References in this report (the "Quarterly Report") to "we," "us" or the
"Company" refer to JOFF Fintech Acquisition Corp. References to our "management"
or our "management team" refer to our officers and directors, and references to
the "Sponsor" refer to JOFF Fintech Holdings LP. The following discussion and
analysis of the Company's financial condition and results of operations should
be read in conjunction with the financial statements and the notes thereto
contained elsewhere in this Quarterly Report. Certain information contained in
the discussion and analysis set forth below includes forward-looking statements
that involve risks and uncertainties.
Special Note Regarding Forward-Looking Statements
This Quarterly Report includes "forward-looking statements" within the meaning
of Section 27A of the Securities Act of 1933 and Section 21E of the Exchange Act
that are not historical facts and involve risks and uncertainties that could
cause actual results to differ materially from those expected and projected. All
statements, other than statements of historical fact included in this Form 10-Q
including, without limitation, statements in this "Management's Discussion and
Analysis of Financial Condition and Results of Operations" regarding the
completion of the Proposed Business Combination (as defined below), the
Company's financial position, business strategy and the plans and objectives of
management for future operations, are forward-looking statements. Words such as
"expect," "believe," "anticipate," "intend," "estimate," "seek" and variations
and similar words and expressions are intended to identify such forward-looking
statements. Such forward-looking statements relate to future events or future
performance, but reflect management's current beliefs, based on information
currently available. A number of factors could cause actual events, performance
or results to differ materially from the events, performance and results
discussed in the forward-looking statements, including that the conditions of
the Proposed Business Combination are not satisfied. For information identifying
important factors that could cause actual results to differ materially from
those anticipated in the forward-looking statements, please refer to the Risk
Factors section of the Company's final prospectus for its Initial Public
Offering filed with the U.S. Securities and Exchange Commission (the "SEC"). The
Company's securities filings can be accessed on the EDGAR section of the SEC's
website at www.sec.gov. Except as expressly required by applicable securities
law, the Company disclaims any intention or obligation to update or revise any
forward-looking statements whether as a result of new information, future events
or otherwise.

### Problem details
Please write the next part of the JOFF Fintech Acquisition Corp. quarterly report passage above, picking up right after its final sentence.

### Entries shown
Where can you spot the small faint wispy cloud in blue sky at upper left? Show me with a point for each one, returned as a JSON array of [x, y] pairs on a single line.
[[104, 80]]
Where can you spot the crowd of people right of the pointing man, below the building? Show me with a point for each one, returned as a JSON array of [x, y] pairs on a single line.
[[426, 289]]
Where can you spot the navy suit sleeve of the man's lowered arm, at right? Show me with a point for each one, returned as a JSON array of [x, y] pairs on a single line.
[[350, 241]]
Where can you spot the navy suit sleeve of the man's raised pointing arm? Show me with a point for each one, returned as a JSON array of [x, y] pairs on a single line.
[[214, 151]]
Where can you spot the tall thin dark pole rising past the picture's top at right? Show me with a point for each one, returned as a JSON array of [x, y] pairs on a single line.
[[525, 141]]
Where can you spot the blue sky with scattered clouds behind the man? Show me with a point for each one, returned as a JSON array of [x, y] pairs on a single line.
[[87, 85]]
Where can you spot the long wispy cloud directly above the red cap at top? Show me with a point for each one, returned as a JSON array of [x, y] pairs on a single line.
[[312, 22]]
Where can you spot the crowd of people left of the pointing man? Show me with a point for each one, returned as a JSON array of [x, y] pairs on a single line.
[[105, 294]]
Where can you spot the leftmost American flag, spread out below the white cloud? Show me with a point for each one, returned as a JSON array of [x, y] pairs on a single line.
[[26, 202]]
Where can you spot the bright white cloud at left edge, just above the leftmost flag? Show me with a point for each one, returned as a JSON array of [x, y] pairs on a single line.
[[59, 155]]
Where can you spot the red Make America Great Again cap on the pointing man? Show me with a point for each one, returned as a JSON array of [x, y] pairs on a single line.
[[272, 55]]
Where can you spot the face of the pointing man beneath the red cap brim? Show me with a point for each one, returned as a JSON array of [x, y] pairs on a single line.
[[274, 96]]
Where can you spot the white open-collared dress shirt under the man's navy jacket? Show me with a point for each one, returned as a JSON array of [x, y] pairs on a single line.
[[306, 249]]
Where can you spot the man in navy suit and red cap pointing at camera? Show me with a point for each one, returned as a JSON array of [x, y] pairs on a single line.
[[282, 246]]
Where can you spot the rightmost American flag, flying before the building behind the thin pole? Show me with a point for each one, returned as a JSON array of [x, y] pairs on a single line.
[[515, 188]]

### Solved exercise
This Management's Discussion and Analysis of Financial Condition and Results of
Operations has been amended and restated to give effect to the restatement of
our financial statements as of March 31, 2021 and June 30, 2021. Management
identified errors made in its historical financial statements where, at the
closing of our Initial Public Offering, we improperly valued ours Class A common
stock subject to possible redemption. We previously determined the Class A
common stock subject to possible redemption to be equal to the redemption value
of $10.00 per share of Class A common stock while also taking into consideration
a redemption cannot result in net tangible assets being less than $5,000,001.
Management determined that the Class A common stock issued during the Initial
Public Offering can be redeemed or become redeemable subject to the occurrence
of future events considered outside of the Company's control. Therefore,
management concluded that the redemption value should include all Class A common
stock subject to possible redemption, resulting in the Class A common stock
subject to possible redemption being equal to their redemption value. As a
result, management has noted a reclassification error related to temporary
equity and permanent equity. This resulted in a restatement to the initial
carrying value of the Class A common stock subject to possible redemption with
the offset recorded to additional paid-in capital (to the extent available),
accumulated deficit and Class A common stock.
Overview
We are a blank check company formed under the laws of the State of Delaware on
August 11, 2020 for the purpose of effectuating a merger, capital stock
exchange, asset acquisition, stock purchase, reorganization or other similar
business combination with one or more businesses (the "Business Combination").
We intend to effectuate our Business Combination using cash from the proceeds of
the Initial Public Offering and the sale of the Private Placement Warrants, our
capital stock, debt or a combination of cash, stock and debt.
We expect to continue to incur significant costs in the pursuit of our
acquisition plans. We cannot assure you that our plans to complete a Business
Combination will be successful.
Results of Operations
We have neither engaged in any operations nor generated any revenues to date.
Our only activities from August 11, 2020 (inception) through September 30, 2021
were organizational activities, those necessary to prepare for the Initial
Public Offering, described below, and identifying a target company for a
Business Combination. We do not expect to generate any operating revenues until
after the completion of our Business Combination. We generate non-operating
income in the form of interest income on marketable securities held in the Trust
Account. We incur expenses as a result of being a public company (for legal,
financial reporting, accounting and auditing compliance), as well as for due
diligence expenses.
For the three months ended September 30, 2021, we had a net income of
$6,730,309, which consists of changes in fair value of warrant liability of
$7,725,727, unrealized gain on marketable securities held in Trust Account of
$22,659 and interest earned on marketable securities held in Trust Account of
$21,163, offset by formation and operational costs of $1,039,240.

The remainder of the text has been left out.